* _WHAT IS BEING ASKED_
Reproduce the whole listing below word for word, without changing anything.
╭──
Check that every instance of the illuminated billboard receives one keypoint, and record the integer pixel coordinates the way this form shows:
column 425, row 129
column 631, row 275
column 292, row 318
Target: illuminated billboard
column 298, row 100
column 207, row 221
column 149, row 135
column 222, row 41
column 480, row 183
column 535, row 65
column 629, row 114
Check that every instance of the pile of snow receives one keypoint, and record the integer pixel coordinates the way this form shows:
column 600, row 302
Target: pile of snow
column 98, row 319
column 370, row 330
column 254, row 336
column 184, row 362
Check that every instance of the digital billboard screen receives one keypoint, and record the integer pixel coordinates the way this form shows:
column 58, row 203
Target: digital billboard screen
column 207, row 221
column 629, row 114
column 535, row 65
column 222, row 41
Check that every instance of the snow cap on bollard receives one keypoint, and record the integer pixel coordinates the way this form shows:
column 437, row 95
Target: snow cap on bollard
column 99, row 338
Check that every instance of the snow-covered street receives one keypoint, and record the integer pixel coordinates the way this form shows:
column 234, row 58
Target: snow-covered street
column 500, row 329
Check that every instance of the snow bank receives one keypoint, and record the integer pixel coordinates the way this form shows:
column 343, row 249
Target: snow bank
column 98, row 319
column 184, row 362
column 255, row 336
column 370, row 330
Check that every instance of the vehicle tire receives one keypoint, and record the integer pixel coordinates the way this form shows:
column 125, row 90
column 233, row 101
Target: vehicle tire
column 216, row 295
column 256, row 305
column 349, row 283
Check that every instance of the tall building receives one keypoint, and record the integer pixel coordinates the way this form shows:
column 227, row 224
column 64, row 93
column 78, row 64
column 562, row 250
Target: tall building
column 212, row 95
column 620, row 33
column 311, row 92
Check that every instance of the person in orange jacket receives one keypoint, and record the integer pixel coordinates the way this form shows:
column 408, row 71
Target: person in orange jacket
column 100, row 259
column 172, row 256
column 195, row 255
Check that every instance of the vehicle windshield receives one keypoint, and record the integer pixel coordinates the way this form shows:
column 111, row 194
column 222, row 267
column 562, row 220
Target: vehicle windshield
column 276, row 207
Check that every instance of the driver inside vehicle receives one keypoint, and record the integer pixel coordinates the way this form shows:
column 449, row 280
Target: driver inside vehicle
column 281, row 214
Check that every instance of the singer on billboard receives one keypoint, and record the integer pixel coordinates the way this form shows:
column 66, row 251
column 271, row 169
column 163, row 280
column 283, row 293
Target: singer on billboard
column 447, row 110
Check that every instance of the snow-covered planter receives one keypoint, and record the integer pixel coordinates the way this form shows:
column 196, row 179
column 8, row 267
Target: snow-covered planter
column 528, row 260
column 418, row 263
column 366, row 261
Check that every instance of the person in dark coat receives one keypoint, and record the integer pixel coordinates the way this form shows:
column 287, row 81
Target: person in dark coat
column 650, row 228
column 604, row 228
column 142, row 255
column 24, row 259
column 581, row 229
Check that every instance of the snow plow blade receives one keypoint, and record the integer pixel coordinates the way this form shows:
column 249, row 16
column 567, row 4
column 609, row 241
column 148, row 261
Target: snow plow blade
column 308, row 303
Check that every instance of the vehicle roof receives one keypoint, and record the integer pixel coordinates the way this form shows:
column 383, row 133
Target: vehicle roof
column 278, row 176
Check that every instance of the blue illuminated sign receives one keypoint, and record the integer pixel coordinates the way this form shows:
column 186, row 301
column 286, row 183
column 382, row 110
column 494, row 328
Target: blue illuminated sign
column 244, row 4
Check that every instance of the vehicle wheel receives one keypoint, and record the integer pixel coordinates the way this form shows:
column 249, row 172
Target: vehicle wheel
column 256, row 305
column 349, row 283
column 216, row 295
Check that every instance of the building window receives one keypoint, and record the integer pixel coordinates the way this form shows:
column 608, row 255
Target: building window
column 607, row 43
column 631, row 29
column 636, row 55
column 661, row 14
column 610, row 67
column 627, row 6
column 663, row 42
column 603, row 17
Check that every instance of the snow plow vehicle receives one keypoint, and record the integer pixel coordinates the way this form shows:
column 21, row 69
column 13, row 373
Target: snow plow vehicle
╰──
* _FINISHED ANSWER_
Check that every instance of the illuminated billboard receives one keypoint, and record the integer pixel coordinates the way this form shows:
column 425, row 129
column 631, row 275
column 292, row 318
Target: illuminated billboard
column 298, row 100
column 207, row 221
column 149, row 135
column 222, row 41
column 480, row 183
column 535, row 65
column 629, row 114
Check that every instance of the pile of snow receives one keypoint, and record the integer pixel coordinates the way this form shows:
column 600, row 302
Target: pile of snow
column 98, row 319
column 370, row 330
column 254, row 336
column 184, row 362
Check that every instance of the digital billboard screen receives one keypoint, and record the integer pixel coordinates the way this form shows:
column 58, row 203
Target: digital billboard screen
column 207, row 221
column 629, row 114
column 535, row 65
column 222, row 41
Check that every instance of the snow cap on bollard receives one keypoint, and record the integer pixel coordinates the way this form shows:
column 437, row 95
Target: snow cap on bollard
column 99, row 338
Check that every instance of the snow-covered street receives one keypoint, and record the integer pixel coordinates the way this form shows:
column 234, row 58
Target: snow-covered street
column 500, row 329
Check that every instance of the snow bank receives one keypoint, and record the integer pixel coordinates the way this form shows:
column 343, row 249
Target: snow bank
column 98, row 319
column 184, row 362
column 255, row 336
column 370, row 330
Check that every instance of the vehicle tire receives one keypoint, and record the integer pixel coordinates the way this form shows:
column 125, row 90
column 233, row 101
Target: vehicle tire
column 216, row 295
column 256, row 305
column 349, row 283
Check that every instance of the tall building receives one keypoint, and record the integer pixel coordinates the way this form shows:
column 227, row 224
column 64, row 93
column 78, row 64
column 562, row 250
Target: tall building
column 212, row 95
column 620, row 33
column 311, row 92
Check that every instance of the person in orange jacket receives one keypoint, and record the integer pixel coordinates the way this form shows:
column 408, row 71
Target: person in orange jacket
column 100, row 259
column 172, row 256
column 195, row 255
Check that every instance of the vehicle windshield receives one keypoint, and record the integer pixel coordinates the way this form shows:
column 111, row 194
column 222, row 267
column 562, row 220
Target: vehicle windshield
column 276, row 207
Check that every instance of the driver inside vehicle receives one keypoint, and record the integer pixel coordinates the way this form shows:
column 449, row 280
Target: driver inside vehicle
column 281, row 214
Check that every instance of the singer on billboard receives one keypoint, and record the integer pixel coordinates the way this form shows:
column 66, row 251
column 271, row 169
column 163, row 280
column 283, row 293
Target: singer on billboard
column 447, row 110
Check that every instance of the snow-covered planter receives one keypoint, and record the integer pixel coordinates the way this form shows:
column 196, row 179
column 8, row 267
Target: snow-covered planter
column 528, row 260
column 418, row 263
column 366, row 261
Check that every instance of the person in dark coat receives one keypoint, and record the integer pixel coordinates the way this form shows:
column 287, row 81
Target: person in dark coat
column 650, row 228
column 604, row 228
column 142, row 255
column 24, row 259
column 581, row 229
Check that every instance of the snow plow blade receives one keypoint, and record the integer pixel coordinates the way this form shows:
column 249, row 16
column 567, row 4
column 609, row 241
column 148, row 261
Target: snow plow blade
column 308, row 303
Check that every instance of the vehicle roof receives one keypoint, and record the integer pixel coordinates the way this form shows:
column 383, row 133
Target: vehicle roof
column 278, row 176
Check that every instance of the blue illuminated sign receives one keypoint, and record the integer pixel coordinates the way this form shows:
column 186, row 301
column 286, row 183
column 382, row 110
column 494, row 328
Target: blue illuminated sign
column 244, row 4
Check that every instance of the vehicle wheel receives one keypoint, and record the integer pixel coordinates the way this form shows:
column 249, row 172
Target: vehicle wheel
column 256, row 305
column 349, row 283
column 216, row 295
Check that every instance of the building window receives one keypoint, and record the integer pixel coordinates the way this form shows:
column 608, row 255
Target: building window
column 607, row 43
column 631, row 29
column 636, row 55
column 661, row 14
column 610, row 67
column 627, row 6
column 663, row 42
column 603, row 17
Check that every instance of the snow plow vehicle receives one keypoint, and record the integer pixel coordinates the way this form shows:
column 21, row 69
column 13, row 373
Target: snow plow vehicle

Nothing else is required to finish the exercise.